任务: 根据下文的题目摘录，如果有多条可删除的边都符合要求，应返回哪一条？

In this problem, a tree is an undirected graph that is connected and has no cycles.
The given input is a graph that started as a tree with N nodes (with distinct values 1, 2, ..., N), with one additional edge added. The added edge has two different vertices chosen from 1 to N, and was not an edge that already existed.
The resulting graph is given as a 2D-array of edges. Each element of edges is a pair [u, v] with u < v, that represents an undirected edge connecting nodes u and v.
Return an edge that can be removed so that the resulting graph is a tree of N nodes. If there are multiple answers, return the answer that occurs last in the given 2D-array. The answer edge [u, v] should be in the same format, with u < v.
Example 1:
Input: [[1,2], [1,3], [2,3]] Output: [2,3] Explanation: The given undirected graph will be like this: 1 / \ 2 - 3
Example 2:
Input: [[1,2], [2,3], [3,4], [1,4], [1,5]] Output: [1,4] Explanation: The given undirected graph will be like this: 5 - 1 - 2 | | 4 - 3
Note:
- The size of the input 2D-array will be between 3 and 1000.
- Every integer represented in the 2D-array will be between 1 and N, where N is the size of the input array.
Update (2017-09-26):
We have overhauled the problem description + test cases and specified clearly the graph is an undirected graph. For the directedgraph follow up please see Redundant Connection II). We apologize for any inconvenience caused.

来源记录:
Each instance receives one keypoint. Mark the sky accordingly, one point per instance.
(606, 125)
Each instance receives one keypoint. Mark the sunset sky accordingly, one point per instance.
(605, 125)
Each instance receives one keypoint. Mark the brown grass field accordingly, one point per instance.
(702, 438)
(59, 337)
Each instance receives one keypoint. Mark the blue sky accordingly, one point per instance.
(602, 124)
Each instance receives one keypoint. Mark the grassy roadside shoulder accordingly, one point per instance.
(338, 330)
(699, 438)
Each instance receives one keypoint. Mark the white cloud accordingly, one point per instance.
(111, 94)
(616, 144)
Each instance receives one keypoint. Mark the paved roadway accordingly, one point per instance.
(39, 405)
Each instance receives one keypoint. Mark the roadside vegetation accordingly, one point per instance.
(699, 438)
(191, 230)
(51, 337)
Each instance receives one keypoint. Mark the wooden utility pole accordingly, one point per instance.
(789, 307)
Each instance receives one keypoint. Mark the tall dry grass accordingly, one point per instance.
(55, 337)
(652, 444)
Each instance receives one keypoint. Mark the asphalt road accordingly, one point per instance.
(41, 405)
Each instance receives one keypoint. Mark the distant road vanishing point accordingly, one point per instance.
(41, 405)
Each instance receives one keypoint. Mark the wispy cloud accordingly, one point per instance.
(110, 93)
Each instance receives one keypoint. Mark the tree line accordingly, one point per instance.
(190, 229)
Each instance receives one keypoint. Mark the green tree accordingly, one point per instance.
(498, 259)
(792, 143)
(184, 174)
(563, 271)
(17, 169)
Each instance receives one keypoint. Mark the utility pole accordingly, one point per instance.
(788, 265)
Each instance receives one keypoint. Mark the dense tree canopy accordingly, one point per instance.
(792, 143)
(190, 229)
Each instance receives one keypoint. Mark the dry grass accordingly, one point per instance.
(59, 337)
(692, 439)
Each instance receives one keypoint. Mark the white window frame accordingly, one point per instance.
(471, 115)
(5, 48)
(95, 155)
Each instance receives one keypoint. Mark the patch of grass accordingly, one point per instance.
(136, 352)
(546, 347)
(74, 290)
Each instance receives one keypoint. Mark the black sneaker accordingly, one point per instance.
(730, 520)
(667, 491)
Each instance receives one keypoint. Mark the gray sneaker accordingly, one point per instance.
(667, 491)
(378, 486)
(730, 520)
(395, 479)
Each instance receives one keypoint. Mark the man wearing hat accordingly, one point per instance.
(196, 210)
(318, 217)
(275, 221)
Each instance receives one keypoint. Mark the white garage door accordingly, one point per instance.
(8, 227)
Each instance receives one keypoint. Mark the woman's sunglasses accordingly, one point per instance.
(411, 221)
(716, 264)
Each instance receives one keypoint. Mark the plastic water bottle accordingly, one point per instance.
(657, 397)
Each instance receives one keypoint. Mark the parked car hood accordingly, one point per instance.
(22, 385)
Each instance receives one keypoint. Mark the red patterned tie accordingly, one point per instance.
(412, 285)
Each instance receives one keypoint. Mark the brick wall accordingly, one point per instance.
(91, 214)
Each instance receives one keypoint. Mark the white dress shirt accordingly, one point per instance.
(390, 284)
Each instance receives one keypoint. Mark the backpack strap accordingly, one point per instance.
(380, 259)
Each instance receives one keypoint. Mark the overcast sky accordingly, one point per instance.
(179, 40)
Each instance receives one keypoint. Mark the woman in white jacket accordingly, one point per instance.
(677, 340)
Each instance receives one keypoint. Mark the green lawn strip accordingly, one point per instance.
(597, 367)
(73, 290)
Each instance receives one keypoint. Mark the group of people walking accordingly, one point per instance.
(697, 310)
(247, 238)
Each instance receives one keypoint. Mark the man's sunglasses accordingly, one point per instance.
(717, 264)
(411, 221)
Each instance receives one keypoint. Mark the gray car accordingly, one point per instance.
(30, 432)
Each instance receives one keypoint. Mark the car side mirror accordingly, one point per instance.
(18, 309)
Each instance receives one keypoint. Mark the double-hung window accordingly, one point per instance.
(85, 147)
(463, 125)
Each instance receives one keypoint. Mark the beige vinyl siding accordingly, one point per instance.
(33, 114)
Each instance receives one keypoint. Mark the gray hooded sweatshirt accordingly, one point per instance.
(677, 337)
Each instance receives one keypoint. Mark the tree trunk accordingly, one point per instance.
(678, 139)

任务答复: 返回在给定二维数组中最后出现的那条边。